___ Stored data ___

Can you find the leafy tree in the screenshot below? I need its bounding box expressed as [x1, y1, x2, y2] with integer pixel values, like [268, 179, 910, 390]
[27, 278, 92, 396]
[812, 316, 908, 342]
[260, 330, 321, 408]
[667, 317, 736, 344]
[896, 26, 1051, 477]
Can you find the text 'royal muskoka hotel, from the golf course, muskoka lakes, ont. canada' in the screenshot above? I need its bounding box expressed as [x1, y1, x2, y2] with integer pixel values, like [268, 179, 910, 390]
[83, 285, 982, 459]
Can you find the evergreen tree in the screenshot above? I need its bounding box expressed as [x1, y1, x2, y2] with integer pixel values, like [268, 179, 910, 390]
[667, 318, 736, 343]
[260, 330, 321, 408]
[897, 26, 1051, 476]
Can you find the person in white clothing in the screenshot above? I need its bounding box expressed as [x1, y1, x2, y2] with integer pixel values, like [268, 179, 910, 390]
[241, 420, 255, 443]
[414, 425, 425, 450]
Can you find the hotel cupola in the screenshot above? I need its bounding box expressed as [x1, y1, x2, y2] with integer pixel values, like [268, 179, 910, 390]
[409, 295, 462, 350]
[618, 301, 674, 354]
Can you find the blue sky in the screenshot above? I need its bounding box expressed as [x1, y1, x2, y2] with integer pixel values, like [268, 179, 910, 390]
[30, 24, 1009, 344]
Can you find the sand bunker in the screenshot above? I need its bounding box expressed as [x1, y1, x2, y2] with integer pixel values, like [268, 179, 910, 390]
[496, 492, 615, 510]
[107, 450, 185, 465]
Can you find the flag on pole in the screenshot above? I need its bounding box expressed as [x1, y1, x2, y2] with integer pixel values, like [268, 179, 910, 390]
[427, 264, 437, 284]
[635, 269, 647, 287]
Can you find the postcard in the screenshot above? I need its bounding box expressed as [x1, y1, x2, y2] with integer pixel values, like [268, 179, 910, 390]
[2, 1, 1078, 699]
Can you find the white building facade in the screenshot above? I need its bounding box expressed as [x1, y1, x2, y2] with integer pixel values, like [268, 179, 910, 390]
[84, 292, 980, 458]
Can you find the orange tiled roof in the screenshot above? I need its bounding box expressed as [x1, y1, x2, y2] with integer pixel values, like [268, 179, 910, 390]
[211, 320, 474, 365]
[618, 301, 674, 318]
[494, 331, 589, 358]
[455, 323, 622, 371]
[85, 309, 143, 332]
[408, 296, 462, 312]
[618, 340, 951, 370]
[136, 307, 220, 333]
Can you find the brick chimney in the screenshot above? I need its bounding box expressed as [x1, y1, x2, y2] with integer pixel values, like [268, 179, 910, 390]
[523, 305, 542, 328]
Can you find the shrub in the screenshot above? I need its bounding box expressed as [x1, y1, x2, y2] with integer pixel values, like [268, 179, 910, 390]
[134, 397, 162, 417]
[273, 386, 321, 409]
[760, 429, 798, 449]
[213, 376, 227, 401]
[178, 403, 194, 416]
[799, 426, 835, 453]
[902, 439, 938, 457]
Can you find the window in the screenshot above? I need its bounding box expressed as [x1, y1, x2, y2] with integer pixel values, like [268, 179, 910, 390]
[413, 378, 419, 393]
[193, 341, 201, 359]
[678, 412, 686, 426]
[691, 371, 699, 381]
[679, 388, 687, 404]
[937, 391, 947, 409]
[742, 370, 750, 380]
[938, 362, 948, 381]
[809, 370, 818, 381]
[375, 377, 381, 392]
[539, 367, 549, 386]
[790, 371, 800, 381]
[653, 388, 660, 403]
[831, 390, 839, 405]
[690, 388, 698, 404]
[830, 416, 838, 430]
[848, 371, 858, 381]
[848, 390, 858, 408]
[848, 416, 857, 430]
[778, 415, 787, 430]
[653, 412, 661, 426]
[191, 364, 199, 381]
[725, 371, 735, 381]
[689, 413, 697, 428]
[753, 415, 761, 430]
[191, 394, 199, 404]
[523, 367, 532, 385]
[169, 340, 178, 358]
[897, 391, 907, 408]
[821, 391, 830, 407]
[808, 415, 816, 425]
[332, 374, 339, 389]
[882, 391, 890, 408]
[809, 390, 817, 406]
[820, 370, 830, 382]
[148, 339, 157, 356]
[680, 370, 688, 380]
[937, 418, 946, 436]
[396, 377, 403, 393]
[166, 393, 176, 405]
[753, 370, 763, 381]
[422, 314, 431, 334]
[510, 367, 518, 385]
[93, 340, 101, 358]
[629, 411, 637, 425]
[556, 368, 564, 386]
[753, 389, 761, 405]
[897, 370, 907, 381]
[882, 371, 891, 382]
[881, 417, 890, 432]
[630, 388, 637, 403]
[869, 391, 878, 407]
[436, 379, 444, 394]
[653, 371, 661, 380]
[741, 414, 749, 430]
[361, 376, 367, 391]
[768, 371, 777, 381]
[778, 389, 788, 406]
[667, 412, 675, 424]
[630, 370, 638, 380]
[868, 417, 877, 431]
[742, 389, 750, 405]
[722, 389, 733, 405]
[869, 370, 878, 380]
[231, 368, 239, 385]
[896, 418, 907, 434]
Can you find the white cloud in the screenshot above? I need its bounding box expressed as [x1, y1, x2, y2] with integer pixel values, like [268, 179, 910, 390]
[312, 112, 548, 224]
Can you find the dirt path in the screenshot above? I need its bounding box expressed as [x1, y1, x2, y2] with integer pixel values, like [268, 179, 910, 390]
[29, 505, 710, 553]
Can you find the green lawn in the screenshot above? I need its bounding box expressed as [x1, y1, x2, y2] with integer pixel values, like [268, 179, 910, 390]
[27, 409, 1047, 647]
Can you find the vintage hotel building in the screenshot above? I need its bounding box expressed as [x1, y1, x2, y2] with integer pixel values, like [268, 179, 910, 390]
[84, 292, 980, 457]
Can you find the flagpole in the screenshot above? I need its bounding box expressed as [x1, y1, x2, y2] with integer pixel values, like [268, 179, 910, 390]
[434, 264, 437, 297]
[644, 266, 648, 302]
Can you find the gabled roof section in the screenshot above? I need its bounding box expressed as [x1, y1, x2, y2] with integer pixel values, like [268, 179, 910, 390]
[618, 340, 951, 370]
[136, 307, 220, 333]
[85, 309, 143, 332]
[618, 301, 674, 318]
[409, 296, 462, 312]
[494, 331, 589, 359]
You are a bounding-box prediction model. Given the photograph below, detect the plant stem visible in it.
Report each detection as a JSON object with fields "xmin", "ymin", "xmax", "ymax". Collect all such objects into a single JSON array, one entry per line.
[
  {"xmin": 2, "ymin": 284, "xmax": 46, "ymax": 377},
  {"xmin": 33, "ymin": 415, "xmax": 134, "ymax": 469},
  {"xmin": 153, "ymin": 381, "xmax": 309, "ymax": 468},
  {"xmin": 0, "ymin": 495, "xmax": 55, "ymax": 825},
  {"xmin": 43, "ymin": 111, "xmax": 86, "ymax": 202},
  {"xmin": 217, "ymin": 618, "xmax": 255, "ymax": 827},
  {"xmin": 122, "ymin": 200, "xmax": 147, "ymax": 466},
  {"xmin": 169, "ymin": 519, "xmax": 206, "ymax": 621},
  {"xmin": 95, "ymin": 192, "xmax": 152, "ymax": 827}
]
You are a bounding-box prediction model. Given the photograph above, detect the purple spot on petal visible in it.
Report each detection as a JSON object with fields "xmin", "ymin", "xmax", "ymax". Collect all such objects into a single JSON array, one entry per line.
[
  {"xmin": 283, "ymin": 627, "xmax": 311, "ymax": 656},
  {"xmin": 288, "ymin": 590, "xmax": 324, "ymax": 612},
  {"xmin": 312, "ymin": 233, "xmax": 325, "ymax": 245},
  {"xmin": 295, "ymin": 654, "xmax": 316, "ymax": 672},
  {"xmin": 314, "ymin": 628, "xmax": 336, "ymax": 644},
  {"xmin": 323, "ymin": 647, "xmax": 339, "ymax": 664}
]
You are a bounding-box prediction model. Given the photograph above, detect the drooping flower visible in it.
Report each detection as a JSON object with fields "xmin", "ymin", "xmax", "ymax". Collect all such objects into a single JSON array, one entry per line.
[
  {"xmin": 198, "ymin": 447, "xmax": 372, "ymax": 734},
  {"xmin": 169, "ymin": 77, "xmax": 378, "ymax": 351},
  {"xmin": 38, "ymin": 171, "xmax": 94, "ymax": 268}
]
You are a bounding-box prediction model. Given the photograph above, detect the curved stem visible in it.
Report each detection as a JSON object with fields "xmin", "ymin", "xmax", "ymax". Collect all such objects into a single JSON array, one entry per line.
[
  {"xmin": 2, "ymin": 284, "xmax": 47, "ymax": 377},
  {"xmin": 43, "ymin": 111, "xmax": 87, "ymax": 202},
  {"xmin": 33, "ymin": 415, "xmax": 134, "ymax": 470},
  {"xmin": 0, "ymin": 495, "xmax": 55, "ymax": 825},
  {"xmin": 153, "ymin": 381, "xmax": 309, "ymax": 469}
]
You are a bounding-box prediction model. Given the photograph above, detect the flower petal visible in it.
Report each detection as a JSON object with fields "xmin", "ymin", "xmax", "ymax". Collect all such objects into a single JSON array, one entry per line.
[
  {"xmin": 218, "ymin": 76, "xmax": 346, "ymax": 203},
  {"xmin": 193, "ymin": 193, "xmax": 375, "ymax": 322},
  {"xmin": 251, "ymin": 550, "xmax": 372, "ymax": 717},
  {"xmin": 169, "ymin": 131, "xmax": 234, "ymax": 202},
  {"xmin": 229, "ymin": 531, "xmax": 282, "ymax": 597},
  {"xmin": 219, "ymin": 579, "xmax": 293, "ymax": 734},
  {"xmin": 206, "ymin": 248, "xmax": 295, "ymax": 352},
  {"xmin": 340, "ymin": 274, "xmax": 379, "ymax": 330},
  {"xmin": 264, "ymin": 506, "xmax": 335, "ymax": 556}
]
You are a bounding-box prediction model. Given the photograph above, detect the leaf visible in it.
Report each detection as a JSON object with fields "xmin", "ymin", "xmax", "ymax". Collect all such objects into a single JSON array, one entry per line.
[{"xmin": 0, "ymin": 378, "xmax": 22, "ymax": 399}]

___

:: Required work ::
Where does "flower" appear in the records above? Copy every line that has it.

:: Answer ::
You are a bounding-box prediction model. Given the photograph above, detect the drooping flower visible in it.
You are a bounding-box prediction model. Given the photograph above, detect the flower petal visible in it.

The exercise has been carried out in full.